Reproduce the stretch of rows from the line containing "label the scaly" through the line containing "(1128, 137)", both end lines included, without any changes.

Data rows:
- - - - -

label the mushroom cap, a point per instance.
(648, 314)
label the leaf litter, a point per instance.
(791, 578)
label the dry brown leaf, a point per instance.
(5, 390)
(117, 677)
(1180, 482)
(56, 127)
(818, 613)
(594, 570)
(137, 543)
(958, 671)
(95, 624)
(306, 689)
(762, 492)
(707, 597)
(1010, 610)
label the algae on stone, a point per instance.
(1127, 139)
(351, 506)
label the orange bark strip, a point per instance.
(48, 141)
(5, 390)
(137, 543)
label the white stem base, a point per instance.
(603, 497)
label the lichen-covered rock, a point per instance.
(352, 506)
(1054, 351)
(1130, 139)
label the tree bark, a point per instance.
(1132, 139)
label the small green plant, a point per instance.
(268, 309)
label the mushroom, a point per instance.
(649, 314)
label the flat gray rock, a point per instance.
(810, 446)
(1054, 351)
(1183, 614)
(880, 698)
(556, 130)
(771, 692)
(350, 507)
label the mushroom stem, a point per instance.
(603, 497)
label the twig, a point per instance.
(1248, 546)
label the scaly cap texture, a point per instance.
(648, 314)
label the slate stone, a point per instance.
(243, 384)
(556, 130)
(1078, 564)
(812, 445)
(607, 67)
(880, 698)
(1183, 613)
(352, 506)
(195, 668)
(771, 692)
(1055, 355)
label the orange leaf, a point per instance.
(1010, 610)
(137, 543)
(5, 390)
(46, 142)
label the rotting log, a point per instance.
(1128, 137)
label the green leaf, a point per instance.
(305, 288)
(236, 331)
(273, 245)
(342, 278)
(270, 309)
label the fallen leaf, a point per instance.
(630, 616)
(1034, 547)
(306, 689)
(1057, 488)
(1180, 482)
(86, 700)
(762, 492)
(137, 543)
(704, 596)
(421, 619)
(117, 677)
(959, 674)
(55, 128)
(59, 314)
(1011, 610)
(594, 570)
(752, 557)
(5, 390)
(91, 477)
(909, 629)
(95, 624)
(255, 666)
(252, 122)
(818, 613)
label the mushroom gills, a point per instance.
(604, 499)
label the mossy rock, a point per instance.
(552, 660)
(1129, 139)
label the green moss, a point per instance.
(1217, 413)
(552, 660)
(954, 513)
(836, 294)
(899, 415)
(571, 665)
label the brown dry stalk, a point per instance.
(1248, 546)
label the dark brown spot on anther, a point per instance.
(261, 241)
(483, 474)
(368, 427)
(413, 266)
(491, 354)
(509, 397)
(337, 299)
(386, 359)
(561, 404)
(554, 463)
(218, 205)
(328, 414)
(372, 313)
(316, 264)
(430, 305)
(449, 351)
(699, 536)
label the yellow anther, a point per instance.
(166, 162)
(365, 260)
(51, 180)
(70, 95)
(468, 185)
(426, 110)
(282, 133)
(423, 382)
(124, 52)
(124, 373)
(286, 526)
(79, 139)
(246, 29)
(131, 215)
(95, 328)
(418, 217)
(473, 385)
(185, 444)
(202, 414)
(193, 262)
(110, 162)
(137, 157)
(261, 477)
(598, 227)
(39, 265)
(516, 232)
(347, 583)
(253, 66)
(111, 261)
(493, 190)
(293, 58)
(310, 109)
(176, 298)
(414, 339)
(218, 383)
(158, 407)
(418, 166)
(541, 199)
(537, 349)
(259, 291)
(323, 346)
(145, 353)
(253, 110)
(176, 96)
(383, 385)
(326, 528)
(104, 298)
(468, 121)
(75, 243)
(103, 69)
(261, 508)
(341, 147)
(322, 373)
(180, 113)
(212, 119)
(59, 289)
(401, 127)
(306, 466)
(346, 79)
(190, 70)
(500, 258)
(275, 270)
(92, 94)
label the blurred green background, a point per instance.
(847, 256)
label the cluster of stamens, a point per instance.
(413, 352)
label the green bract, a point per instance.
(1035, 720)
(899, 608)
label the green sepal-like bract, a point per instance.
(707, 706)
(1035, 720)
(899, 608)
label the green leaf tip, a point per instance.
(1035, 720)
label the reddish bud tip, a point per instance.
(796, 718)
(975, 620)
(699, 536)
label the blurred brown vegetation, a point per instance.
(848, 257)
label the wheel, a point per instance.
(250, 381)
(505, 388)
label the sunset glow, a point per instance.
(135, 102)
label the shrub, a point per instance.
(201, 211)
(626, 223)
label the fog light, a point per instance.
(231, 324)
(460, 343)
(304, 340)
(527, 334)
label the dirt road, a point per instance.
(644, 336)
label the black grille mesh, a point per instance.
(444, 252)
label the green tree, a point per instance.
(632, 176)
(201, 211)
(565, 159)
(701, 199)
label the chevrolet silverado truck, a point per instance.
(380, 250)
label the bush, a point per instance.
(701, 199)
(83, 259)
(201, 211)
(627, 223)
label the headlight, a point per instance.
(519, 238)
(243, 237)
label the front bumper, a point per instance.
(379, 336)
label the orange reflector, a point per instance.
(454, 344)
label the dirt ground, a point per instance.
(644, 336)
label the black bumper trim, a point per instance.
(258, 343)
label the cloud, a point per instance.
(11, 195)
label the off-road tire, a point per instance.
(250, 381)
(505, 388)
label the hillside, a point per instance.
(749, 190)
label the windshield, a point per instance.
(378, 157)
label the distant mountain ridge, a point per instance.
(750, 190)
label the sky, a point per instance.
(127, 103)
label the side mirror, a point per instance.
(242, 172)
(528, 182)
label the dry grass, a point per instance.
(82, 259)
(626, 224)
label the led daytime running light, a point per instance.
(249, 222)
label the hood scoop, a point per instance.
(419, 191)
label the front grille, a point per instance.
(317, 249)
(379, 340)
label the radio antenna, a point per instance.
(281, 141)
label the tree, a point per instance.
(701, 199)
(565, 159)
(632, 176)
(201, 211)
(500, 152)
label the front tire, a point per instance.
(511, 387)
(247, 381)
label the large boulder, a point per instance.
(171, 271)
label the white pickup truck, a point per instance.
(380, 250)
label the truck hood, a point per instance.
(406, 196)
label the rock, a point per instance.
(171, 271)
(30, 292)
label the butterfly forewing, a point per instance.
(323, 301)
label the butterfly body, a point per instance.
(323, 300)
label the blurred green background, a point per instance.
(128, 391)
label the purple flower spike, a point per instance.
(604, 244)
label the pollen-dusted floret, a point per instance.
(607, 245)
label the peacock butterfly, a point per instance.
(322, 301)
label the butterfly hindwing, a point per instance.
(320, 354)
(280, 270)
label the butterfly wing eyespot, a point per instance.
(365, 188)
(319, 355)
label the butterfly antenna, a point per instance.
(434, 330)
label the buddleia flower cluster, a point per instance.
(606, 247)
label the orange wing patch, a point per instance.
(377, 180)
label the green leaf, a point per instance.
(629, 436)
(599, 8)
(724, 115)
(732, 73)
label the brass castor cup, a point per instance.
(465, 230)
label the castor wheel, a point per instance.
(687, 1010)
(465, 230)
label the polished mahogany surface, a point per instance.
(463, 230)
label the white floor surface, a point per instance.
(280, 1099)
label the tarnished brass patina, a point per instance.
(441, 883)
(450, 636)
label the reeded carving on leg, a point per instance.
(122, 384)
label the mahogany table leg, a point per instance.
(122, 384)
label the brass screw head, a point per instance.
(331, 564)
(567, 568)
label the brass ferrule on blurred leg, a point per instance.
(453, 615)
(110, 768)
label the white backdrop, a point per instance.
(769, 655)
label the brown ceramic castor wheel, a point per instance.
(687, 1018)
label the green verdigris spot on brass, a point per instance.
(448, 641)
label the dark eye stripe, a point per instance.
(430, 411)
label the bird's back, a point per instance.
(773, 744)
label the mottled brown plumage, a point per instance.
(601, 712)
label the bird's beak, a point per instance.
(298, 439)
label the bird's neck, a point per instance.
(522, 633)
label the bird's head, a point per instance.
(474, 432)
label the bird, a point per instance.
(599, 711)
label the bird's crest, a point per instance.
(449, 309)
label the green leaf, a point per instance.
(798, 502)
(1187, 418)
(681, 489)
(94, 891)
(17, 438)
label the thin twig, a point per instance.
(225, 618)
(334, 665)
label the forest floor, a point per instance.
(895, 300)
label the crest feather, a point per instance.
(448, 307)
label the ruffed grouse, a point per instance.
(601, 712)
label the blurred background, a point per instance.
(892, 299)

- - - - -

--- THE COMPLETED TASK ---
label the scaly cap texture, a point per instance.
(648, 314)
label the slate stone, a point per instance.
(243, 384)
(556, 130)
(1078, 564)
(812, 445)
(607, 67)
(880, 698)
(1183, 613)
(352, 506)
(195, 668)
(771, 692)
(1055, 355)
label the orange leaf, a point per instance.
(1010, 610)
(137, 543)
(5, 390)
(46, 142)
label the rotting log, a point per instance.
(1128, 137)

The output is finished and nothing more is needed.